- **Supplied data**:
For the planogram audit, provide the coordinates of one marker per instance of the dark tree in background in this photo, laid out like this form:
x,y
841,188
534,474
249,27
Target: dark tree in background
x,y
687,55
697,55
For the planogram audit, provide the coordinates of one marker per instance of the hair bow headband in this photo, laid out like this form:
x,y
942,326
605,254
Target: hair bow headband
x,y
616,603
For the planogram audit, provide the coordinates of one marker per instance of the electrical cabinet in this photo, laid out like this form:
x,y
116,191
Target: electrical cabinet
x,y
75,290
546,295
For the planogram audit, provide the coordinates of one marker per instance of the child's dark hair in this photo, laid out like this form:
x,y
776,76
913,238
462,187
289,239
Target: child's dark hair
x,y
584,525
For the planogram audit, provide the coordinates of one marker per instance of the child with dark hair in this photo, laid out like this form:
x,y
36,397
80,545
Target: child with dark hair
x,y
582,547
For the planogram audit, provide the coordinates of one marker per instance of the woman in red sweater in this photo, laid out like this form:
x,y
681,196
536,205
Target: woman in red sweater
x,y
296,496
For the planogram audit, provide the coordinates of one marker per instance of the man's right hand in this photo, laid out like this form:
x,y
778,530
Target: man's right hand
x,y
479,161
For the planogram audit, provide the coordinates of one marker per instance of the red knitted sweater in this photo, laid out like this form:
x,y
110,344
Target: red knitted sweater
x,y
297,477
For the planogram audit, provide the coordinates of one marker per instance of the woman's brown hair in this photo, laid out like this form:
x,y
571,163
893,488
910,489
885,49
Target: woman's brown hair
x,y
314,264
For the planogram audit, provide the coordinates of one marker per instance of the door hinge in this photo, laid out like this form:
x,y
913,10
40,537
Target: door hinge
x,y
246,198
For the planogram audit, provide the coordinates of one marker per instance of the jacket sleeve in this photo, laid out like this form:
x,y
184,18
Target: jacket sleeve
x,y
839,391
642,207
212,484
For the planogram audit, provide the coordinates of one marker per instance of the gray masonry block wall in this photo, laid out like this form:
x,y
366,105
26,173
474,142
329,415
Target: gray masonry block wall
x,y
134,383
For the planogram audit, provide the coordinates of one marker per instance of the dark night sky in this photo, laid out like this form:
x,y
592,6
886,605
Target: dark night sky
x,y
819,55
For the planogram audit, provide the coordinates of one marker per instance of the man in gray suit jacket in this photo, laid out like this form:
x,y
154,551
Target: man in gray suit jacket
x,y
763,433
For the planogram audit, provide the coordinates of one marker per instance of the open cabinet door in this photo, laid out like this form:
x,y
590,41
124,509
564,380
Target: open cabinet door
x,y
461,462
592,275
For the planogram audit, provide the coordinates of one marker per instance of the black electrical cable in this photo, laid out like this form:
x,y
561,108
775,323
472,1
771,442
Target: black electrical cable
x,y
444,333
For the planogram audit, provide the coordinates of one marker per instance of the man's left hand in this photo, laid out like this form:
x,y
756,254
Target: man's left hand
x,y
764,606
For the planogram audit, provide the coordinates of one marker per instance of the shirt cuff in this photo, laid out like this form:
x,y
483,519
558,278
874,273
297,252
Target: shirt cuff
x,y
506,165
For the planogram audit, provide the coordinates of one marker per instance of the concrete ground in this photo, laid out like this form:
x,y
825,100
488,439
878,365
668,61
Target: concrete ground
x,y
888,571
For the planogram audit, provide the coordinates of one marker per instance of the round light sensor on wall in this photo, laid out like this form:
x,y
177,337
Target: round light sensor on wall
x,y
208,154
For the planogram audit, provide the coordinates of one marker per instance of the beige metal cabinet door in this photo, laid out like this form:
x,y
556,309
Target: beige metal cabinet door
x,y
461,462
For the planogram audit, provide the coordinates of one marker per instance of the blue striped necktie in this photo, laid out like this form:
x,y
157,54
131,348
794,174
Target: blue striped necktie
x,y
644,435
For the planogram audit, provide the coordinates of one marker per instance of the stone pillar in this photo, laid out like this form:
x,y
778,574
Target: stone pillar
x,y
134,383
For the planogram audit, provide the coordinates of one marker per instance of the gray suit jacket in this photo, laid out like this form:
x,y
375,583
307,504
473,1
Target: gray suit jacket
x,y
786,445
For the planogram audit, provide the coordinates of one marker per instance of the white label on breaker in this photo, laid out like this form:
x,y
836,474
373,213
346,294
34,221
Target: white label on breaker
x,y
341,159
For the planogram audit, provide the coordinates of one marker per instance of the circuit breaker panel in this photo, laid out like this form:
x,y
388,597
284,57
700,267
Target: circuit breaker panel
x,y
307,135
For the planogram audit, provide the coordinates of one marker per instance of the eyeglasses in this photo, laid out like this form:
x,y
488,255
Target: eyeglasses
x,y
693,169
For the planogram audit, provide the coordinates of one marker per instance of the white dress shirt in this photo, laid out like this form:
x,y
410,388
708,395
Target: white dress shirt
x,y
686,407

- **Exercise**: Your answer must be every record above, set down exactly as written.

- **Result**:
For the planogram audit, provide the coordinates of one marker per instance of the dark tree in background in this photo, laid out like this form:
x,y
841,188
534,474
249,27
Target: dark tree in background
x,y
687,55
697,55
For the planogram audit, provide the coordinates of one marker per instance of the hair bow headband in this photo, laid out like this form:
x,y
942,326
605,254
Target: hair bow headband
x,y
616,603
For the planogram audit, provide the coordinates of one marker per instance of the electrical cabinet in this photo, laid out like this form:
x,y
116,191
Target: electrical cabinet
x,y
75,290
546,295
For the planogram audit, provide the coordinates of one marker per instance of the child's dark hair in this photo, laid out like this form:
x,y
776,76
913,238
462,187
289,239
Target: child's dark hair
x,y
584,525
For the planogram audit, provide the coordinates of one marker per instance of the child with dark hair in this photo, laid out like this form:
x,y
36,397
80,545
Target: child with dark hair
x,y
582,547
For the planogram audit, provide the coordinates of one marker per instance of the woman in red sweater in this photo, laid out like this form:
x,y
681,196
536,205
Target: woman in red sweater
x,y
296,496
For the planogram audit, provide the coordinates of one marker per instance of the man's right hand in this photo, laid out like this form:
x,y
778,530
Target: man's right hand
x,y
479,161
For the planogram audit, provide the coordinates of one marker per instance of the red knitted sweater in this photo, laid out like this form:
x,y
110,344
Target: red knitted sweater
x,y
297,477
For the planogram audit, provide the coordinates of one marker per instance of the woman's brown hair in this photo, laid out like this form:
x,y
571,163
893,488
910,489
885,49
Target: woman's brown hair
x,y
314,264
For the planogram audit, provide the coordinates of one marker per instance of the door hinge in this photo, laid out like this form:
x,y
913,10
40,537
Target: door hinge
x,y
246,198
For the planogram audit, provide the coordinates of one marker per instance of the jacket sleeve in this photo, laid out like this form:
x,y
184,18
Target: jacket sleeve
x,y
839,391
642,207
212,484
For the planogram audit, provide the coordinates of one marker per instance of the gray masonry block wall in this photo, laid out like this form:
x,y
366,105
26,173
474,142
329,415
Target: gray masonry block wall
x,y
134,383
For the planogram audit, provide the coordinates of one marker per instance of the dark night sky in this photo, laid out like this form:
x,y
592,6
886,605
Target: dark night sky
x,y
819,55
For the planogram audit, provide the coordinates of one marker per instance of the man in gray suit jacket in this photo, laid out like this form:
x,y
154,551
Target: man in gray suit jacket
x,y
763,433
For the planogram audit, provide the coordinates of one marker per instance of the open cabinet door in this photo, laid out like this form:
x,y
590,41
124,509
564,380
Target: open cabinet door
x,y
461,462
592,275
For the planogram audit, provide the coordinates of one marker per instance of the black electrical cable in this photo, laid out like this form:
x,y
561,108
775,323
472,1
771,442
Target: black electrical cable
x,y
444,333
For the planogram audit, provide the coordinates of one marker per instance of the man's left hand in this photo, laid out like this form:
x,y
756,254
Target: man's left hand
x,y
764,606
For the planogram audit, provide the coordinates of one marker per instance of the shirt cuff in this photo, laid out like this form:
x,y
483,519
558,278
874,273
297,252
Target: shirt cuff
x,y
506,165
For the planogram audit, provide the coordinates of one marker per instance of the concrete ground in this photo, laid out like this form:
x,y
825,100
488,439
878,365
668,61
Target: concrete ground
x,y
888,571
For the planogram audit, provide the coordinates of one marker per instance of the round light sensor on wall in this photo, laid out like this form:
x,y
177,337
Target: round light sensor on wall
x,y
208,154
For the planogram audit, provide the coordinates of one marker per instance of the beige metal cabinet door in this photo, laid out like this form:
x,y
556,309
Target: beige metal cabinet door
x,y
461,462
For the planogram audit, provide the coordinates of one marker per instance of the blue striped necktie in this photo, laid out like this form:
x,y
157,54
131,348
794,174
Target: blue striped necktie
x,y
644,435
For the planogram audit, provide the coordinates of one marker per instance of the stone pillar in this photo, laid out like this form:
x,y
778,574
Target: stone pillar
x,y
134,383
For the planogram audit, provide the coordinates of one marker per instance of the gray suit jacket in this photo, laid out like this form:
x,y
375,583
307,504
473,1
Target: gray suit jacket
x,y
786,445
For the planogram audit, provide the coordinates of one marker per instance of the white label on breaker in this photo, laid out like this form:
x,y
836,474
373,213
346,294
34,221
Target: white label on breaker
x,y
341,159
For the planogram audit, provide the coordinates of one marker per instance of the circuit breaker panel in this photo, laid out like this form:
x,y
388,597
284,57
700,267
Target: circuit breaker panel
x,y
307,135
For the planogram audit, provide the coordinates of one marker per instance of the eyeglasses in this photo, laid out like this form:
x,y
488,255
Target: eyeglasses
x,y
693,169
For the planogram audit, provide the coordinates of one marker per instance of the white dress shirt in this photo, laid out like this form:
x,y
410,388
708,395
Target: white dress shirt
x,y
686,407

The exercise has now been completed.